- Working data -
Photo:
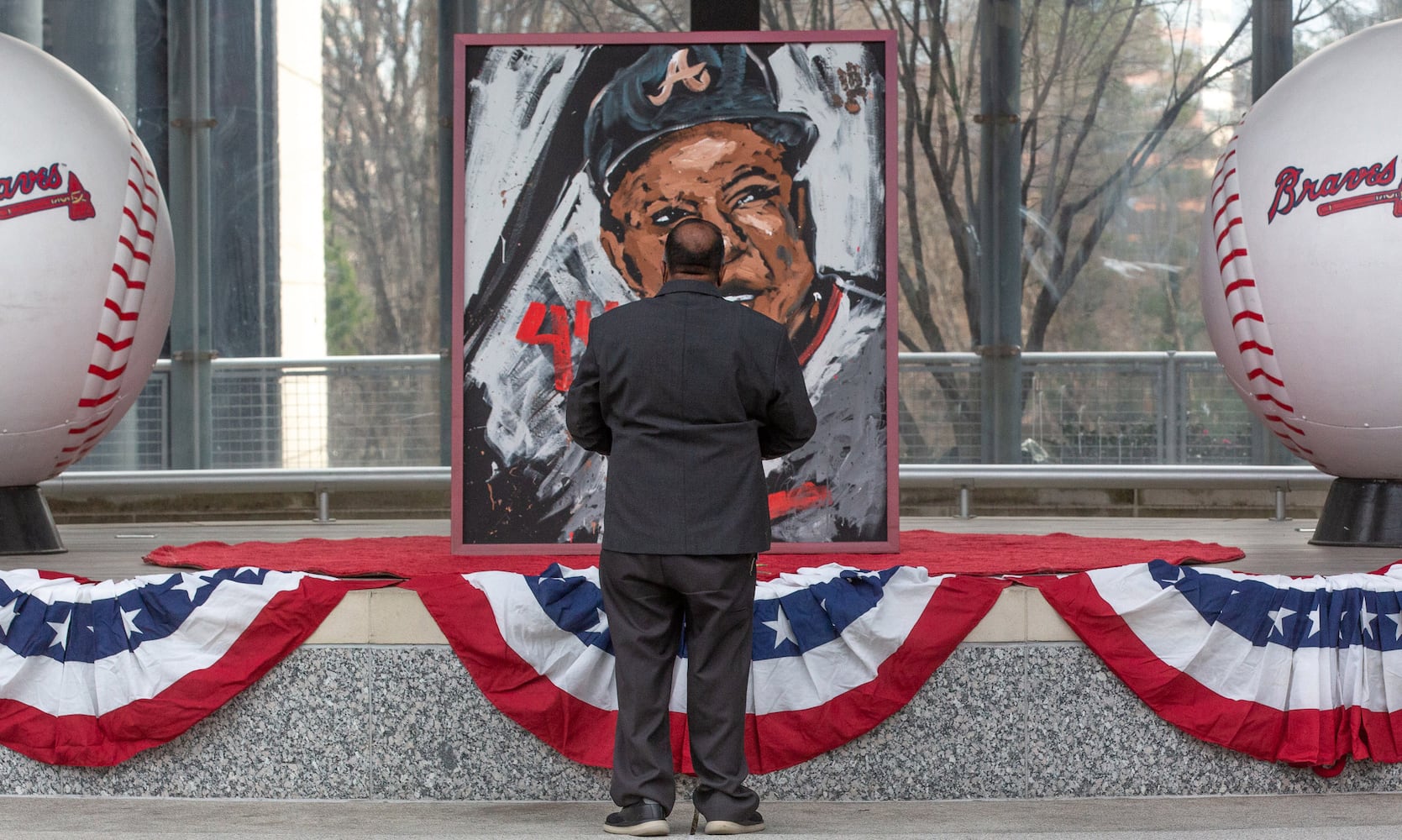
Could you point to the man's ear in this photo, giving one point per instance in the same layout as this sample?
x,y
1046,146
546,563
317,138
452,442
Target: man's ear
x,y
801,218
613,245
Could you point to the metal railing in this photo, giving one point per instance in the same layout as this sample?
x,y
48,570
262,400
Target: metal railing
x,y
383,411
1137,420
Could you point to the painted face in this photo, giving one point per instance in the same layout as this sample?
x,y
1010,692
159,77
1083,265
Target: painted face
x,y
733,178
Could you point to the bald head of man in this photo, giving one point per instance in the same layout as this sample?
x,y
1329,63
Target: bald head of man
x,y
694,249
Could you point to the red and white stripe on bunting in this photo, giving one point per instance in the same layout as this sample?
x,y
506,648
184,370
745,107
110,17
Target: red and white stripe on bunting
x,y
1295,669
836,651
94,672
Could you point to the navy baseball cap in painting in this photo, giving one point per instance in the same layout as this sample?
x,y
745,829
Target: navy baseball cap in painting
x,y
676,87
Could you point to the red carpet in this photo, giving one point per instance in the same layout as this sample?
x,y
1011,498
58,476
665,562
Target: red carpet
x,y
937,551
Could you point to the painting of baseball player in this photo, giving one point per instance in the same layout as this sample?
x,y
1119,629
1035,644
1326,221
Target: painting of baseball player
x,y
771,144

- Requirement -
Rewrite the records from the line with "Could you point to the painted" through the end, changing "red carpet" to "blue rug" and leaving everything else the same.

- Written response -
Could you point to the painted face in this photo, giving one point per instance in the same layout as this sample?
x,y
1010,692
159,77
1083,265
Target: painted face
x,y
733,178
Could you point to the bald head of man in this photo, giving one point per instance in the same layout as this sample?
x,y
1329,63
Target: bald head of man
x,y
694,249
Could you point to the red and white stripe on bunting in this photo, giving one point per instance in the same layout as this sample?
x,y
506,648
184,370
745,107
110,17
Target: red and white stripe on bunting
x,y
1295,669
836,651
94,672
Could you point to the navy baseball cap in painting in this photo, giving one point per instance in the same layout as this sample?
x,y
745,829
Target: navy baseball cap in painting
x,y
676,87
Could you point to the blue rug in this photo, giving one point per instance in the same layout as this sample?
x,y
1011,498
58,476
665,562
Target: blue rug
x,y
937,551
Could you point to the painting of baseball player in this photo, giving one point per instance in the same layout as this sample?
x,y
1119,629
1035,644
1326,221
Target: painting of baseball player
x,y
771,144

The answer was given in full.